Supplied records:

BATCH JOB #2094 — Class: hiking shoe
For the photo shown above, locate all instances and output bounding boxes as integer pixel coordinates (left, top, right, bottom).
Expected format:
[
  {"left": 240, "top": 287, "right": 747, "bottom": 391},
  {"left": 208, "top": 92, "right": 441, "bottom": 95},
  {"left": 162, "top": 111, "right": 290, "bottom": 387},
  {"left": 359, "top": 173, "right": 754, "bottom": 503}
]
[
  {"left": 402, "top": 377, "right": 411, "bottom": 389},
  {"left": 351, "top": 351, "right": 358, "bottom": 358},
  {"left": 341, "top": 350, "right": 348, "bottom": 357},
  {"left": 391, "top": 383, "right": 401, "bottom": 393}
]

Exercise instructions: Nothing in the material above may be skipped, so reproduce it all exactly.

Exercise output:
BATCH JOB #2094 — Class: hiking shoe
For the photo shown above, locate all instances and output bounding boxes as integer pixel coordinates (left, top, right, bottom).
Expected format:
[
  {"left": 240, "top": 287, "right": 747, "bottom": 391},
  {"left": 208, "top": 92, "right": 441, "bottom": 95},
  {"left": 162, "top": 111, "right": 290, "bottom": 387},
  {"left": 359, "top": 173, "right": 754, "bottom": 503}
]
[
  {"left": 402, "top": 377, "right": 411, "bottom": 389},
  {"left": 351, "top": 351, "right": 358, "bottom": 358},
  {"left": 341, "top": 350, "right": 348, "bottom": 357},
  {"left": 391, "top": 383, "right": 401, "bottom": 393}
]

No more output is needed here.